*** Document

# 03 E39 M5 vrs. 06 E60 545i ? Beewang and others who have both.



## RobertV (Feb 13, 2003)

Folks,
Now that you have had a chance to put some miles on the 545, I wanted to hear some driving impressions you have about your E39 M5 vrs. your E60 545i.
I would get the sport package on the 545, plus I'm sure many other options.
I am more interested in the everyday ride and how they both feel when pushed to the limit in the twisties/freeway ramps. 
My thought is that the active sway bars in the 545i would give it an edge (both in every day use and the turns that make my blood pump), but I have never driven a M5 so I have no way to compare them.
TIA
REV
04 X5 4.4i
02 ALMS TT


----------



## KevinM (May 2, 2003)

Find a way to drive an M5...it is the only way to answer your question. I drove a 545 for several test drives. Then I drove an M5 - for me, it was over...


----------



## beewang (Dec 18, 2001)

I am blessed to be able to own both cars. So allow me to do my best to break it down for you:  

Ride: E39 M5 has a firmer suspesion setup (no surprise there) and thus the E60 545 is going to be more civilized. However, that is not to say that the M5 is going to be tough as daily driver. I can't agree with that statement, but I will say that the 545 suspesion is set up is much better than the E39 540 and the improvements are obvious to me.

Insolation: The E39 M5 has a "throatier" exhaust, but that's by design. The E60 545 is an increadibly insolated car. From what I can tell, at high speed, the E60's exhaust and wind/road noise is noticebly quieter. Again, that is not to say its good or bad, it all depends on what you want.

******
*** Provided records

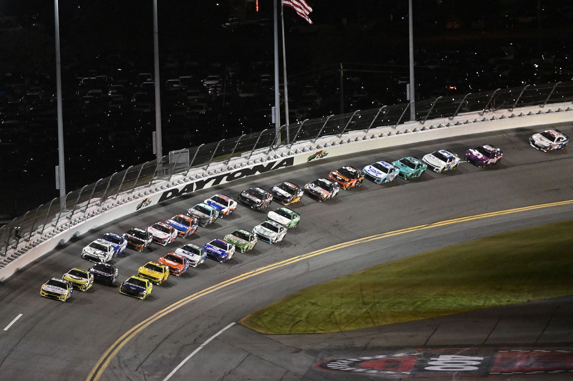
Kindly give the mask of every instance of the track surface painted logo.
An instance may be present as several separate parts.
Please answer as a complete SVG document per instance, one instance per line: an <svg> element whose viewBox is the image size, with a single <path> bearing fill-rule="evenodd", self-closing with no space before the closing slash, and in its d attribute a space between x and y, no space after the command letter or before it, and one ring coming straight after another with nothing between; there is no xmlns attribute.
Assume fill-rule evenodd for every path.
<svg viewBox="0 0 573 381"><path fill-rule="evenodd" d="M323 370L379 375L382 378L442 378L454 374L495 378L498 375L505 377L512 374L534 376L540 373L573 372L573 354L569 350L562 349L417 348L331 360L317 366Z"/></svg>

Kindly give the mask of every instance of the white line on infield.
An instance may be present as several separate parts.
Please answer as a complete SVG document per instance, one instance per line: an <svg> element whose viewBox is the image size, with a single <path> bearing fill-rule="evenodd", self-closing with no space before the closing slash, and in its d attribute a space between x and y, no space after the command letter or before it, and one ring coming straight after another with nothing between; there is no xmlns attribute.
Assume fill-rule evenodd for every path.
<svg viewBox="0 0 573 381"><path fill-rule="evenodd" d="M17 316L16 316L15 318L14 318L14 320L12 320L11 322L10 322L10 324L6 326L6 328L4 328L4 331L7 331L8 328L9 328L10 327L11 327L12 324L13 324L14 323L15 323L16 320L17 320L18 319L19 319L21 317L22 317L22 314L20 313Z"/></svg>
<svg viewBox="0 0 573 381"><path fill-rule="evenodd" d="M18 316L18 318L19 318L19 316ZM16 319L18 319L18 318L17 318L16 319L14 319L14 321L15 321ZM12 323L14 323L14 322L12 322ZM10 326L11 326L12 324L12 323L10 323ZM214 339L217 336L218 336L219 335L221 335L221 334L222 334L223 332L225 332L225 331L226 331L229 328L230 328L231 327L233 327L234 324L235 324L235 322L233 322L233 323L231 323L231 324L229 324L228 326L227 326L226 327L225 327L224 328L223 328L222 330L221 330L221 331L219 331L219 332L218 332L217 333L215 334L214 335L213 335L213 336L211 336L210 338L209 338L209 339L207 339L205 341L205 343L203 343L201 345L199 346L199 347L197 348L197 349L196 349L194 351L193 351L193 352L191 352L190 355L189 355L189 356L187 356L187 357L186 357L185 360L183 360L180 363L179 363L179 364L176 367L175 367L175 368L173 370L172 370L171 372L171 373L170 373L169 374L168 374L167 376L163 379L163 381L167 381L167 380L168 380L169 379L170 379L171 378L171 376L172 376L173 375L174 375L175 374L175 372L176 372L177 371L179 370L179 368L180 368L183 365L185 365L185 363L186 363L187 361L189 360L189 359L190 359L191 358L193 357L193 356L194 356L195 355L195 354L197 354L198 352L199 352L199 351L201 351L201 349L202 349L203 347L205 347L207 344L209 344L209 342L210 342L211 340L213 340L213 339ZM10 326L8 326L8 327L10 327ZM6 328L5 328L5 330L6 330Z"/></svg>

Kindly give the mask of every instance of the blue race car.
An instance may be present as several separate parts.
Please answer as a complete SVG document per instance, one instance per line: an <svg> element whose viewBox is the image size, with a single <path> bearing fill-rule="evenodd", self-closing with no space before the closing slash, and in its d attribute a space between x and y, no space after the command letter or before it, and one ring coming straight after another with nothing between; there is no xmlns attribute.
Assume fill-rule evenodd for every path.
<svg viewBox="0 0 573 381"><path fill-rule="evenodd" d="M100 237L100 240L105 241L113 248L113 256L123 253L127 247L127 240L121 236L113 233L106 233Z"/></svg>
<svg viewBox="0 0 573 381"><path fill-rule="evenodd" d="M225 262L233 257L235 245L223 240L213 240L203 245L207 256L218 262Z"/></svg>

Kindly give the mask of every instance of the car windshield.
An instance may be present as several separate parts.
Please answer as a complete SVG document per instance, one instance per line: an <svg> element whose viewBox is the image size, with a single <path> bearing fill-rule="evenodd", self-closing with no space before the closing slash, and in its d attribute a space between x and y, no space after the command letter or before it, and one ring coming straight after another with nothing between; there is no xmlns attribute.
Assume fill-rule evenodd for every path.
<svg viewBox="0 0 573 381"><path fill-rule="evenodd" d="M446 157L445 156L444 156L444 155L442 155L441 153L440 153L438 151L436 151L435 152L434 152L433 153L432 153L432 154L434 156L435 156L435 157L437 158L438 160L441 160L442 161L443 161L444 162L448 162L448 158Z"/></svg>
<svg viewBox="0 0 573 381"><path fill-rule="evenodd" d="M114 237L111 234L106 234L101 238L105 240L108 242L117 244L118 245L121 244L121 240L119 238L119 237Z"/></svg>
<svg viewBox="0 0 573 381"><path fill-rule="evenodd" d="M171 231L169 230L169 228L167 228L167 227L164 227L163 225L159 225L159 224L155 224L155 225L153 225L153 228L154 228L154 229L156 229L157 230L159 231L160 232L163 232L163 233L171 233Z"/></svg>
<svg viewBox="0 0 573 381"><path fill-rule="evenodd" d="M78 271L77 270L70 270L68 272L68 273L70 275L73 275L74 276L79 276L80 278L88 277L88 276L85 272Z"/></svg>
<svg viewBox="0 0 573 381"><path fill-rule="evenodd" d="M162 268L160 266L158 266L157 265L154 265L152 263L146 263L145 265L143 265L143 267L145 267L146 268L148 268L153 271L156 271L158 272L163 272L163 269L162 269Z"/></svg>
<svg viewBox="0 0 573 381"><path fill-rule="evenodd" d="M411 168L412 169L414 169L414 168L416 168L415 164L414 164L413 162L412 162L408 159L406 158L405 157L403 159L400 159L400 162L404 164L404 165L406 165L408 168Z"/></svg>
<svg viewBox="0 0 573 381"><path fill-rule="evenodd" d="M555 141L555 137L552 136L550 133L549 133L546 131L544 131L543 132L541 132L539 134L544 137L545 139L548 139L550 141Z"/></svg>
<svg viewBox="0 0 573 381"><path fill-rule="evenodd" d="M97 242L92 242L89 244L89 247L93 248L96 250L100 250L101 251L107 251L107 247L104 246L101 244L99 244Z"/></svg>
<svg viewBox="0 0 573 381"><path fill-rule="evenodd" d="M179 257L176 257L175 256L172 255L171 254L167 254L163 257L167 259L167 260L171 261L172 262L175 262L175 263L179 263L179 264L183 264L182 259L179 258Z"/></svg>
<svg viewBox="0 0 573 381"><path fill-rule="evenodd" d="M380 163L375 162L374 164L372 165L372 166L383 173L388 173L388 168L382 165Z"/></svg>

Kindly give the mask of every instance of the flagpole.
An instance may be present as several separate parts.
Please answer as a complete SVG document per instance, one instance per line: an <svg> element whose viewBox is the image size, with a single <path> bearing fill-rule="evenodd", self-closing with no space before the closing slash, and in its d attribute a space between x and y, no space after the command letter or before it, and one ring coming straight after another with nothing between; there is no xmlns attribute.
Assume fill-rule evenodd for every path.
<svg viewBox="0 0 573 381"><path fill-rule="evenodd" d="M273 0L273 15L274 17L274 130L275 140L277 145L280 145L280 109L278 101L278 17L277 11L277 1ZM282 2L282 0L281 0Z"/></svg>
<svg viewBox="0 0 573 381"><path fill-rule="evenodd" d="M284 18L284 6L282 0L281 0L281 26L282 27L282 84L284 86L285 92L285 122L286 125L286 144L290 144L289 138L289 121L288 121L288 86L286 81L286 51L285 47L285 18Z"/></svg>

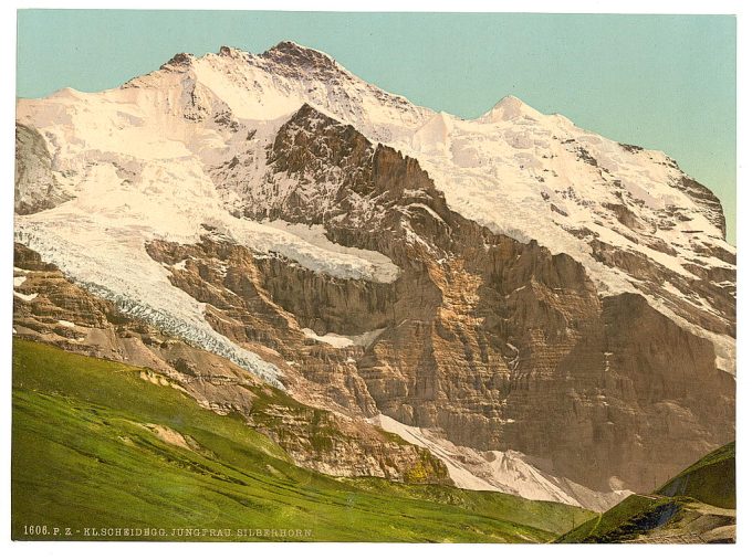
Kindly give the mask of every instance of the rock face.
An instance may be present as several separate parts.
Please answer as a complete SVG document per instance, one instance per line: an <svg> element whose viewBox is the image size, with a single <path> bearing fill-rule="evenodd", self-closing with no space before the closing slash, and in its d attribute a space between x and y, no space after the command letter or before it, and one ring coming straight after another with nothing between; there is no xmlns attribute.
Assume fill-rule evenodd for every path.
<svg viewBox="0 0 752 560"><path fill-rule="evenodd" d="M36 294L32 300L14 298L17 336L148 368L144 374L154 382L164 379L154 371L163 372L166 382L203 406L247 419L301 466L336 476L451 484L443 464L425 450L369 423L297 402L230 361L123 315L23 245L15 244L14 264L15 277L23 278L18 294Z"/></svg>
<svg viewBox="0 0 752 560"><path fill-rule="evenodd" d="M45 129L46 105L70 125ZM380 414L472 461L647 492L734 437L735 252L665 155L511 97L434 114L294 43L19 115L17 266L39 271L19 335L167 371L300 464L446 478ZM261 362L294 401L267 388L254 413L260 382L254 401L237 380ZM215 369L230 381L196 381Z"/></svg>

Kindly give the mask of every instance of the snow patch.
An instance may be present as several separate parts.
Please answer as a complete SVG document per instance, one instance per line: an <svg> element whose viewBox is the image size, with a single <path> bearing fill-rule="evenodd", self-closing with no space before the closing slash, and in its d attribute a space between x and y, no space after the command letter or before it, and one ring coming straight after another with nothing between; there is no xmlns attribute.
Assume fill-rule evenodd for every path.
<svg viewBox="0 0 752 560"><path fill-rule="evenodd" d="M605 511L631 494L623 488L596 492L568 478L549 475L516 451L479 452L458 446L428 430L414 427L379 414L372 422L414 445L427 448L447 466L459 488L502 492L528 499L558 501Z"/></svg>

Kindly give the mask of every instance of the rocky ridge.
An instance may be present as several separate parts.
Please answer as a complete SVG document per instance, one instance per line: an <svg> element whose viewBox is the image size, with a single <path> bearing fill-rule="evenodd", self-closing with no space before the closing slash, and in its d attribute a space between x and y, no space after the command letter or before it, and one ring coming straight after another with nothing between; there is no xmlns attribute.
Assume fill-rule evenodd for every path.
<svg viewBox="0 0 752 560"><path fill-rule="evenodd" d="M17 201L49 202L17 241L299 400L598 492L733 437L735 252L665 155L512 97L435 114L293 43L21 101L19 130Z"/></svg>

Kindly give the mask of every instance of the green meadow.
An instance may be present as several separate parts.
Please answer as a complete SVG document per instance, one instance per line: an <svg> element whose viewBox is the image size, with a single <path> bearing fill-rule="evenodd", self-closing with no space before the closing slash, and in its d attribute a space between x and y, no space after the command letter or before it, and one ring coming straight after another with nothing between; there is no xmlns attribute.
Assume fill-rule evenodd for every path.
<svg viewBox="0 0 752 560"><path fill-rule="evenodd" d="M594 517L301 468L145 372L14 340L13 539L546 542Z"/></svg>

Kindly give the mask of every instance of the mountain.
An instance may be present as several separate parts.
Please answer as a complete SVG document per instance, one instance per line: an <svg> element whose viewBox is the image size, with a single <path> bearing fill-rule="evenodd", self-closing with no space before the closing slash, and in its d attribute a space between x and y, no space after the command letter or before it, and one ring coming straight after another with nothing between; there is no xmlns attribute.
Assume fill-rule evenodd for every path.
<svg viewBox="0 0 752 560"><path fill-rule="evenodd" d="M13 539L545 542L592 517L499 493L322 475L157 371L24 340L13 351ZM36 522L71 533L35 532Z"/></svg>
<svg viewBox="0 0 752 560"><path fill-rule="evenodd" d="M629 496L557 542L735 542L735 447L719 447L651 495Z"/></svg>
<svg viewBox="0 0 752 560"><path fill-rule="evenodd" d="M514 97L436 113L290 42L17 121L17 335L252 423L250 373L348 426L315 458L271 433L301 465L404 479L359 471L380 426L458 486L604 510L734 437L735 250L664 154Z"/></svg>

******

Set task A: According to beewang in the M5 versus 545i thread, which car has the "throatier" exhaust?
Set task B: Reproduce the passage of the M5 versus 545i thread starting at "# 03 E39 M5" and ending at "to compare them.".

Expected answer A: The E39 M5

Expected answer B:
# 03 E39 M5 vrs. 06 E60 545i ? Beewang and others who have both.



## RobertV (Feb 13, 2003)

Folks,
Now that you have had a chance to put some miles on the 545, I wanted to hear some driving impressions you have about your E39 M5 vrs. your E60 545i.
I would get the sport package on the 545, plus I'm sure many other options.
I am more interested in the everyday ride and how they both feel when pushed to the limit in the twisties/freeway ramps. 
My thought is that the active sway bars in the 545i would give it an edge (both in every day use and the turns that make my blood pump), but I have never driven a M5 so I have no way to compare them.